[begin SELECTED EXCERPT]

A Black Hole Lightweight

Artist's rendition of a newly discovered low-mass black hole (left)-giant star (right) binary system

Jason Shults at The Ohio State University

When stars more massive than our Sun end their lives in powerful explosions called supernovae, what remains is either a neutron star, a densely packed ball of neutrons about twelve miles in diameter, or a black hole, an object whose gravitation is so strong that not even light can escape. According to theory, neutron stars cannot have more mass than about 2.5 times that of the Sun, while the lightest-weight black holes that have been previously detected have more than five times the mass of the Sun. Thus, there has been a conspicuous size gap in our knowledge of stellar evolution—until a recently reported discovery of a black hole with a mass 3.3 times that of the Sun.

Black holes have traditionally been discovered from the high-energy radiation generated by surrounding matter falling into them. However, a group of astronomers led by Todd Thompson at The Ohio State University looked for quiescent black holes in a mutual orbit with another star. Searching data from a survey called APOGEE, the Apache Point Observatory Galactic Evolution Experiment, which recorded the motions of around 100,000 stars in our galaxy, they identified a star named J05215658 in the constellation of Auriga that seemed to be orbiting an invisible companion at conspicuously high speed.

[end SELECTED EXCERPT]

**STATED GOAL A:**
Answer these questions using the black hole article:
(i) According to theory, about how many times the Sun's mass is the most a neutron star can have?
(ii) How many times the Sun's mass is the newly reported black hole?
(iii) In which constellation is the star J05215658?
**STATED GOAL B:** Print the stretch of the black hole article from "When stars more" through "that of the Sun.".

[begin DATASET CONTENT]

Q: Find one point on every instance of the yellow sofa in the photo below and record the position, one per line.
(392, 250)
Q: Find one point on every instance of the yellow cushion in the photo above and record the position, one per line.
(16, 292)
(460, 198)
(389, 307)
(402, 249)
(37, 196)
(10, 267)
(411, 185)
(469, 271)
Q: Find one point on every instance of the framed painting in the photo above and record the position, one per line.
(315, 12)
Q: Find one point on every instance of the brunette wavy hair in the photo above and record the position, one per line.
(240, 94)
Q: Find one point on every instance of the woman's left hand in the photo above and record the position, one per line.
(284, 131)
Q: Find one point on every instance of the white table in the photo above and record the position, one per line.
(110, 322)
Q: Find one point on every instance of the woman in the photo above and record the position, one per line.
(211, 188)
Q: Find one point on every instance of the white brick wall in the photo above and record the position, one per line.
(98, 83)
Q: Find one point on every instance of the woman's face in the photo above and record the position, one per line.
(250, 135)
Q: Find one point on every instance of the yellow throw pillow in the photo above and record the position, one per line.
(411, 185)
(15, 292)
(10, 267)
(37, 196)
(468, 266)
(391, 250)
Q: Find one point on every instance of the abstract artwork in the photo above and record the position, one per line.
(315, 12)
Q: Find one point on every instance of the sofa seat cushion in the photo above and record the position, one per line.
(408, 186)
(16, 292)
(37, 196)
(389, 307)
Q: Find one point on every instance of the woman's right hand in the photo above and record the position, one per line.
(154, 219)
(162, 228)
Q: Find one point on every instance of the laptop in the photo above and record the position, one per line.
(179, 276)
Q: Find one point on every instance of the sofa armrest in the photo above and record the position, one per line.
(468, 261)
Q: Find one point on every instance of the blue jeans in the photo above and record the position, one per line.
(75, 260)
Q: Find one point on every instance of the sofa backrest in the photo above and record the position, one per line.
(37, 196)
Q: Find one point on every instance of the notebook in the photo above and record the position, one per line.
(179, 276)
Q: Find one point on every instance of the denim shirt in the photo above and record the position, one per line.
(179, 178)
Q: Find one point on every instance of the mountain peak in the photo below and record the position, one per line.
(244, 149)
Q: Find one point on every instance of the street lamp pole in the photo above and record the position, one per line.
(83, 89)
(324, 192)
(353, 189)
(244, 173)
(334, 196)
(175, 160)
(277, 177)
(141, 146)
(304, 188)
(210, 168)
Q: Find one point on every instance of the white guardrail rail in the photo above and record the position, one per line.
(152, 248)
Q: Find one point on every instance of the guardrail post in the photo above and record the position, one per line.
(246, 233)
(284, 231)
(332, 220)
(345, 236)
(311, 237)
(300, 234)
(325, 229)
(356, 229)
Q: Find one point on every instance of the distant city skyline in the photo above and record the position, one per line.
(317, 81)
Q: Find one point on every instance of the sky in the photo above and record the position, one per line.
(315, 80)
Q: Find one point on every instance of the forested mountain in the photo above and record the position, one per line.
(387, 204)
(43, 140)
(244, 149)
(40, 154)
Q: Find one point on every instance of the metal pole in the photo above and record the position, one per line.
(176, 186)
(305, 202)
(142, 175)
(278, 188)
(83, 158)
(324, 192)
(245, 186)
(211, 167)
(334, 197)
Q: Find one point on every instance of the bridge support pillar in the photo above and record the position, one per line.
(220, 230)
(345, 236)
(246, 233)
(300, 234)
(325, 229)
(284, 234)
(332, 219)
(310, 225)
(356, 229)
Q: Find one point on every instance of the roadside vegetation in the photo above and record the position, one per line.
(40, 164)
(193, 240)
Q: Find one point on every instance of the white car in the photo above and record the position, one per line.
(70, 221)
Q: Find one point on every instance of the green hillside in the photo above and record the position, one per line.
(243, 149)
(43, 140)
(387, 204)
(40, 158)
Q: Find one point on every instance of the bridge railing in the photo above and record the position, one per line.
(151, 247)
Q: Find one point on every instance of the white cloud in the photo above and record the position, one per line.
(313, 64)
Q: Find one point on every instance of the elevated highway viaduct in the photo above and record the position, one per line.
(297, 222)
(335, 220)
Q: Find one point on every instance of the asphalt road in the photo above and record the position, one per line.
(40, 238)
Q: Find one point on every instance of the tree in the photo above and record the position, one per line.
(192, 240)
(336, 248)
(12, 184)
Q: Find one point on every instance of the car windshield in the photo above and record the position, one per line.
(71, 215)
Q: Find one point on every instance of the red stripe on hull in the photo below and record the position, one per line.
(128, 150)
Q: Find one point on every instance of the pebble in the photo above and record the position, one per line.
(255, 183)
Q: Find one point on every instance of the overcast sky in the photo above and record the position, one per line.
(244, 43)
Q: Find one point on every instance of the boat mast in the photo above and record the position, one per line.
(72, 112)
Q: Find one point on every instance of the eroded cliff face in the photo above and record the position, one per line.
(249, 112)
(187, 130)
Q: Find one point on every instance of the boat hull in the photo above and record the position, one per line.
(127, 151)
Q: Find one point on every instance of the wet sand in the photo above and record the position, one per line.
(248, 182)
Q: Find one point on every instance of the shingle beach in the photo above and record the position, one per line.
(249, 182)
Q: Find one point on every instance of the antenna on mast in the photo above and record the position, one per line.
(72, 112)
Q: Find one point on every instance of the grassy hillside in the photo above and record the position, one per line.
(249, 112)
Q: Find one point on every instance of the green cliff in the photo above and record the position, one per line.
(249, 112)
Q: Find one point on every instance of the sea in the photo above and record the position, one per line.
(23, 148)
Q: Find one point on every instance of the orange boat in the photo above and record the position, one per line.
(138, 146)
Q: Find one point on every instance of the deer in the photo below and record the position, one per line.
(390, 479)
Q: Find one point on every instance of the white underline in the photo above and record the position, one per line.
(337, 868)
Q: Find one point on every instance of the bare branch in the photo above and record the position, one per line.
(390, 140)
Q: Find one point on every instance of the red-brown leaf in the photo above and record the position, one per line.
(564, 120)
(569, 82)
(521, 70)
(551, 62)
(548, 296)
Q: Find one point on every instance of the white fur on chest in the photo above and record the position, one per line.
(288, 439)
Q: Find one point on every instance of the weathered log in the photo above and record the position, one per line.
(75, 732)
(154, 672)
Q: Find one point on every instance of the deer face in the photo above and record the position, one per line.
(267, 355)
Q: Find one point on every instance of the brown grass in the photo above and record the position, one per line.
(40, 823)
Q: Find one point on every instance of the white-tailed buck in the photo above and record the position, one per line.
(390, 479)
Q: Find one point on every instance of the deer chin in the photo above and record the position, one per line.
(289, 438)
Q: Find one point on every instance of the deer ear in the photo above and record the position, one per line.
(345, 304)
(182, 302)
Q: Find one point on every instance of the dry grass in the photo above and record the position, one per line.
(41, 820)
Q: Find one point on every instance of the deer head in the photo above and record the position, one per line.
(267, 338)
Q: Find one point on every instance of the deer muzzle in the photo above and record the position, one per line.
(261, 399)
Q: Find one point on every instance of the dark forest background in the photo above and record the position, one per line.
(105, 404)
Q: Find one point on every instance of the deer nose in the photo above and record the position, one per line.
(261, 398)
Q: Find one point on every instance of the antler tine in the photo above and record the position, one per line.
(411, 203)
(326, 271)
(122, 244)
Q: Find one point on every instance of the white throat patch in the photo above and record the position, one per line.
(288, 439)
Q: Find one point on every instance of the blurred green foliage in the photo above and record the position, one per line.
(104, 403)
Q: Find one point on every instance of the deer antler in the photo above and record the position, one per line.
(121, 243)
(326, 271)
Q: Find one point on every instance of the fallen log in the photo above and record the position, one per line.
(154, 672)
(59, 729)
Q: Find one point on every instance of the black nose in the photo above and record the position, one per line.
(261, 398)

[end DATASET CONTENT]

**EXERCISE RESPONSE A:**
(i) About 2.5 times
(ii) 3.3 times
(iii) Auriga

**EXERCISE RESPONSE B:**
When stars more massive than our Sun end their lives in powerful explosions called supernovae, what remains is either a neutron star, a densely packed ball of neutrons about twelve miles in diameter, or a black hole, an object whose gravitation is so strong that not even light can escape. According to theory, neutron stars cannot have more mass than about 2.5 times that of the Sun, while the lightest-weight black holes that have been previously detected have more than five times the mass of the Sun. Thus, there has been a conspicuous size gap in our knowledge of stellar evolution—until a recently reported discovery of a black hole with a mass 3.3 times that of the Sun.